While classic rock may no longer sit in the mainstream, the contemporary scene has continuously been improving and is now arguably at its healthiest for many years, helped by sympathetic radio stations and websites (or both in GRTR!’s case!)
This show was proof of that, with two young bands to watch in Mason Hill and Keylock. Even one of my least favourite venues- the cramped and low staged upstairs of a Camden rock bar which is attracting an increasing number of shows as other venues close- failed to deter me from attending.
But in a nice piece of symmetry, almost unannounced, a veteran of a previous generation opened proceedings. Starting their career in the mid-2000s when few new bands were coming through, least of all peddling their brand of classic bluesy hard rock, The Answer did much of the hard work to lay the foundations for today’s scene where the likes of Mason Hill and Keylock can come through.
The big, blustering vocals of Cormac Neeson were a big part of their sound but this time the frontman was in unplugged mode- accompanied just by a guitarist Andy Toman- with a short set to promote his recent, and more personal, solo album ‘White Feather’. Looking dapper in hat and suit jacket he opened with the title track, then ‘Don’t Wait Up’ on which he added some harmonica.
With gentle dry humour, the Northern Irishman told the story behind some of the songs. While some were up tempo, including ‘Do Something Today’ which betrayed its Nashville recording origins and had a ‘Hey Jude’-style chant for people to join in on, others went into unexpected territory such as ‘Sweet Gentle Love’, about a same sex couple in Chechnya daring to show their love.
After the band’s diversion into celtic music on their last album, it was interesting to hear Cormac add another string to his bow, that great voice now pitched somewhere between Chris Robinson and Van Morrison with the lyrics easy to make out.

### Set task 1
According to the concert review, who was the guitarist accompanying Cormac Neeson?
### Set task 2
Carry the concert review forward from its final sentence, keeping its voice and subject.

Rows of box annotation data:
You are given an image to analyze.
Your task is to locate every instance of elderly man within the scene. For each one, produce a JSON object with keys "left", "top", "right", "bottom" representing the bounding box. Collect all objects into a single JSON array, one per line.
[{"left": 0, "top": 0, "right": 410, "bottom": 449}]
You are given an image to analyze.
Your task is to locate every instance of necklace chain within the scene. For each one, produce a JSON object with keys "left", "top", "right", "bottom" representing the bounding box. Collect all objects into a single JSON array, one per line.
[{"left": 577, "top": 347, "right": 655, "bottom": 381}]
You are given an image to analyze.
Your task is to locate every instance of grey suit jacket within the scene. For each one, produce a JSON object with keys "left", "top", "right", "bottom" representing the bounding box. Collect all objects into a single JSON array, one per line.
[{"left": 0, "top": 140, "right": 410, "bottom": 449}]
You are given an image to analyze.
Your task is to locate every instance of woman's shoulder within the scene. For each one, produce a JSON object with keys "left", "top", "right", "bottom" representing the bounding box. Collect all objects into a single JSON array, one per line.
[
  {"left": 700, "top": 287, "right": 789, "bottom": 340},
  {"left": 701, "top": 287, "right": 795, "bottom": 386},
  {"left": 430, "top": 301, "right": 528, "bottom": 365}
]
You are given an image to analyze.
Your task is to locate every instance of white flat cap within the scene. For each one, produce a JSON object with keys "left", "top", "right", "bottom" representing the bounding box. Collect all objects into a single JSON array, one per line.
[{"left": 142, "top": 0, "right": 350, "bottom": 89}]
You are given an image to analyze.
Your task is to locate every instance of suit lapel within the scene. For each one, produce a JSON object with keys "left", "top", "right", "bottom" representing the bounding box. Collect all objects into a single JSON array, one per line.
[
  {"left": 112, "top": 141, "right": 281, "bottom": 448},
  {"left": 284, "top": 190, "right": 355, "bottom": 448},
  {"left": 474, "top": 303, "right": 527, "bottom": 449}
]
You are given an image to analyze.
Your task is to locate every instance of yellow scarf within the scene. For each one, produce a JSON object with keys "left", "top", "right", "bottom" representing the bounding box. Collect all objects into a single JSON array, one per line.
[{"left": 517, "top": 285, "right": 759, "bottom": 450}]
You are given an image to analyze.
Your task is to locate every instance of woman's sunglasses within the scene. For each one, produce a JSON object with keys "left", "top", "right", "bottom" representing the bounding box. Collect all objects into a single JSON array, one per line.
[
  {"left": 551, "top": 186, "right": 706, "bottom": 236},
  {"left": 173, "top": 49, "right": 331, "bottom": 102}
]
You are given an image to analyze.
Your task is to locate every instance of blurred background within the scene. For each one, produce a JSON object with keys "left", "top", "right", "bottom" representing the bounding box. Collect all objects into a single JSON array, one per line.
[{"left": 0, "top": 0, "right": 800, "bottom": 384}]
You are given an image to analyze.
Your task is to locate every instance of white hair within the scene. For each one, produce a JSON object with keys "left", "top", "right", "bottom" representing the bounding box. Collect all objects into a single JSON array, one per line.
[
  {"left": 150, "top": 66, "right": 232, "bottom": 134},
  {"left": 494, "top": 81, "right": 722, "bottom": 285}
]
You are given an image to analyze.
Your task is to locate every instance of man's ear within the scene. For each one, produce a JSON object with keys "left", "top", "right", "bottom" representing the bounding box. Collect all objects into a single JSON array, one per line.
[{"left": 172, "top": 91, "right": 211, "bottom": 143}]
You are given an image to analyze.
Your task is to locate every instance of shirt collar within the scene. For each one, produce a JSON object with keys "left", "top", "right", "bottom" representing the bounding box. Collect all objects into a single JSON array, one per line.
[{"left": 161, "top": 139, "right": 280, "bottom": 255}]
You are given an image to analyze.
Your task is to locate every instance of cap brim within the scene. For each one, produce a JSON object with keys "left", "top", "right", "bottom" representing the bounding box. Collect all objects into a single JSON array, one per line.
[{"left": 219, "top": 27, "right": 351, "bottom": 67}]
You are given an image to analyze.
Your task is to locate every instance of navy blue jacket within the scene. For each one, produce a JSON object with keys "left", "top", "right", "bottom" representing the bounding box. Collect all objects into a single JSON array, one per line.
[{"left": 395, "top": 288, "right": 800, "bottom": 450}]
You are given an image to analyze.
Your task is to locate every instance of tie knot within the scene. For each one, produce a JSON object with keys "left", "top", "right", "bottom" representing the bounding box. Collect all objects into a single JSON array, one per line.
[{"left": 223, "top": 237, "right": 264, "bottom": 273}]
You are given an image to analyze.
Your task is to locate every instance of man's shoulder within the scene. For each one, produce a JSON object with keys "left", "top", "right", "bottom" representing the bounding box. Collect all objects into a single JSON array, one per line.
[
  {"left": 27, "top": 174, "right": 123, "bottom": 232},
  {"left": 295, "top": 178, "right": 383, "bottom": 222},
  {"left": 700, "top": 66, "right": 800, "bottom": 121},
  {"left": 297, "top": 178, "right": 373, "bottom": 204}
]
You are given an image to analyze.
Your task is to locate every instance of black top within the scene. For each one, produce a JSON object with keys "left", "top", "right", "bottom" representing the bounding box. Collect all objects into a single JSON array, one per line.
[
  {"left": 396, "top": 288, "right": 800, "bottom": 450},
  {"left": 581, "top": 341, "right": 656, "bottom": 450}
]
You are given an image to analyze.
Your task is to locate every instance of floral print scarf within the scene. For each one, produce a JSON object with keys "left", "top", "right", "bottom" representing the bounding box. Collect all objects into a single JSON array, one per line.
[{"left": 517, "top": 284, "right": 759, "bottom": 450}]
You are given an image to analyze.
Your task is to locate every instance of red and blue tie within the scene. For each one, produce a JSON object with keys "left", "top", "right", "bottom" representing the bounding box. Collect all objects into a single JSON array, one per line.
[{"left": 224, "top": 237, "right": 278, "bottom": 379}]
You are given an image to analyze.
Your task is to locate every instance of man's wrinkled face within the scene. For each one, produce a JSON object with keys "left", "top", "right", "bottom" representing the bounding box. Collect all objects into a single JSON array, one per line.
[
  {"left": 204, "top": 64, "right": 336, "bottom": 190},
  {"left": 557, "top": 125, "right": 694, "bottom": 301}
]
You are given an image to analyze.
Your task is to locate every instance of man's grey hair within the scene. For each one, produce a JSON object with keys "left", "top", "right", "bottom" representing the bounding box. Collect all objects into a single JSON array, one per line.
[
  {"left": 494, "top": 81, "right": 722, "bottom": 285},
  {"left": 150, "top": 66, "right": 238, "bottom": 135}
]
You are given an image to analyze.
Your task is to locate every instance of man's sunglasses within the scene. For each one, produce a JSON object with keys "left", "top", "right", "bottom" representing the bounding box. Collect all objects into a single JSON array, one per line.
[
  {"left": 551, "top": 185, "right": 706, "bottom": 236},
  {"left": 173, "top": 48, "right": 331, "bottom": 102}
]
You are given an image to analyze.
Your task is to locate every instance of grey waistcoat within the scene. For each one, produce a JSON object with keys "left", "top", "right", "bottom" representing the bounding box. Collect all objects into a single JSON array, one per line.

---

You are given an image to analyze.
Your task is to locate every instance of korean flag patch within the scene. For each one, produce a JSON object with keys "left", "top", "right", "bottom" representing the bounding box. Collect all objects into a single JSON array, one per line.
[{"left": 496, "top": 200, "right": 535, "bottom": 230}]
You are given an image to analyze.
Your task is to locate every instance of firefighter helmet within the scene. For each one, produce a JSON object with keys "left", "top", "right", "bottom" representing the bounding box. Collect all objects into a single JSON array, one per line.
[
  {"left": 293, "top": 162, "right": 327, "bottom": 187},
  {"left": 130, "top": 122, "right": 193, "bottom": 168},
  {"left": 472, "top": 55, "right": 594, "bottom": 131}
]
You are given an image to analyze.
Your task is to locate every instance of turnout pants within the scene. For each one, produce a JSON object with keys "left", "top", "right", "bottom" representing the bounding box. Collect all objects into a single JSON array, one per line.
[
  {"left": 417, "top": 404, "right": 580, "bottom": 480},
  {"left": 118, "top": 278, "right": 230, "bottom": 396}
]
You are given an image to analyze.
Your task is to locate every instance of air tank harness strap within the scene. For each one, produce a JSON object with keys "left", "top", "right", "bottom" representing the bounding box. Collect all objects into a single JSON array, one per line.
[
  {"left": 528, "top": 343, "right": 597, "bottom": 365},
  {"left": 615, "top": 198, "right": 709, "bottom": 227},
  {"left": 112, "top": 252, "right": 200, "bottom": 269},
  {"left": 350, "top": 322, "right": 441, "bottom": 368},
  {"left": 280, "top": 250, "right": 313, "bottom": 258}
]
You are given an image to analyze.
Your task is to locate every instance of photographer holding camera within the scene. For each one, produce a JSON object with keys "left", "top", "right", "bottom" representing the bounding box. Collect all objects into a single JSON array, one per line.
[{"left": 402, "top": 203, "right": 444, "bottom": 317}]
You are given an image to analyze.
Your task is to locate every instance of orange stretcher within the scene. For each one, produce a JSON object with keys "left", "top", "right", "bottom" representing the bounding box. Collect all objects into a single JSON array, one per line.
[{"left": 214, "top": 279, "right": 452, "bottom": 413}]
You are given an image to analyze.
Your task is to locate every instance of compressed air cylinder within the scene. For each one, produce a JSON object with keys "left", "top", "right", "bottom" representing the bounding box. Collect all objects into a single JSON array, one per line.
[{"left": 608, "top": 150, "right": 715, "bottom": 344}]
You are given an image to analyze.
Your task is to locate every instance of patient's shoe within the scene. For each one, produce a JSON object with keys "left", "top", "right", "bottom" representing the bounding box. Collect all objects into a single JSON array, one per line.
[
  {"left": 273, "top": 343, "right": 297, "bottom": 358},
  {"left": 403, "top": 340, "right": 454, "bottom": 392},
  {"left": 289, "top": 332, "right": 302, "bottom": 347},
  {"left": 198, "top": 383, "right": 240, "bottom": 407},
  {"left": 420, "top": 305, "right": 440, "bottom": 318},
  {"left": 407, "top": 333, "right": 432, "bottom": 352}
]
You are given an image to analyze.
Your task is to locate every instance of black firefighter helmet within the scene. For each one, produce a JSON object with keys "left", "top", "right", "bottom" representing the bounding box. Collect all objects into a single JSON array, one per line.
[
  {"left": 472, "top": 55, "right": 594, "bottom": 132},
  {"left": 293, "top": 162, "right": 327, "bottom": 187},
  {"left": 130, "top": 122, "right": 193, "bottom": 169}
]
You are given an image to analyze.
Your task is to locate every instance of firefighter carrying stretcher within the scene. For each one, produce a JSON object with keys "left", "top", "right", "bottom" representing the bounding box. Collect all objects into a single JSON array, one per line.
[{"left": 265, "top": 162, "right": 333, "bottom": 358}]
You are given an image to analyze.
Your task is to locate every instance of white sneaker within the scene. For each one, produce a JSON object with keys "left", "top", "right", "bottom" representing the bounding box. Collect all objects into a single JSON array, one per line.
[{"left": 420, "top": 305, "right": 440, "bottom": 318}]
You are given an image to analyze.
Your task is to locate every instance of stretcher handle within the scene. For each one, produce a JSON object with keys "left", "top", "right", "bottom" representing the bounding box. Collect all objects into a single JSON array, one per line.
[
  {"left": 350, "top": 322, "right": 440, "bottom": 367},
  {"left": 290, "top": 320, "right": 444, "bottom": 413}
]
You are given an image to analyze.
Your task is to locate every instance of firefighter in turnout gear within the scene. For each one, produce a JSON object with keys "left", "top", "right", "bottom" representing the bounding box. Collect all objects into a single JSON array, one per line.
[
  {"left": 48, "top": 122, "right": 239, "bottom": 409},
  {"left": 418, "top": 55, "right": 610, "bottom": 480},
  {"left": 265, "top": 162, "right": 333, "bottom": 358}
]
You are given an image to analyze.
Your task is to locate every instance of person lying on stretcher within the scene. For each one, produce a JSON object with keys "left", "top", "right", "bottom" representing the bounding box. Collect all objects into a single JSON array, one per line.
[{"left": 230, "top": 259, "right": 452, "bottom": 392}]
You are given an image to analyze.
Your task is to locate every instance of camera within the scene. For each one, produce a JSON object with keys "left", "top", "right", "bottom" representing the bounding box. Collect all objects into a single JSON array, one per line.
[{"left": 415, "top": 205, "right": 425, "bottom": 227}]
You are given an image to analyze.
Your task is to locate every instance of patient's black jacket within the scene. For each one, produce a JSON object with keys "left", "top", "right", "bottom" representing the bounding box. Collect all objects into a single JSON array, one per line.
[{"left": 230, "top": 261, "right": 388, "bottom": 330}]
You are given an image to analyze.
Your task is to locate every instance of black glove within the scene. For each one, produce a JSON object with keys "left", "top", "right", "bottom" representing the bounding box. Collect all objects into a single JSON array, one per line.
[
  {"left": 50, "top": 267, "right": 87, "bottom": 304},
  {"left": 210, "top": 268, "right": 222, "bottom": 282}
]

### Reply 1
Andy Toman

### Reply 2
Most poignantly personal of all was ‘Broken Wing’ about his young son and his health challenges, the crowd listening in awed silence, while set closer ‘Look Down on Me’ had a distinct gospel feel. While the Answer were often criticised for being a tad predictable, this solo mini-show was anything but.
Next up were Keylock, the new band of eponymous guitarist Aaron. The young six-string prodigy had greatly impressed me with his supercharged blues rock on previous appearances, but I felt he would always be held back by not being a natural singer. His new project, which launched earlier this year, wisely rectifies that with a full-time lead singer in Jonnie Hodson.
The latter had a swaggering self-confidence -not to mention an apparent bromance judging by the number of times he put his arm around the guitarist- which was justified by an impressive opener in ‘Rich Man’s Fool’ with an extremely tong chorus hook that people sang along to.
The new five-piece band is still inspired by the sounds of the seventies long before they were born but the Johnny Winter/Rory Gallagher style influences have given way to a more mainstream sound with the likes of ‘Dopamine’, ‘Trouble Follows Me’ and ‘JuJu’ all having a Bad Company/Free/Humble Pie style groove.
The band’s fashions all added to the sense of going back into a time machine with Jonnie sporting a Van Zant family-style cowboy hat and kaftan, and Aaron in his long lank hair and waistcoat like a young Francis Rossi.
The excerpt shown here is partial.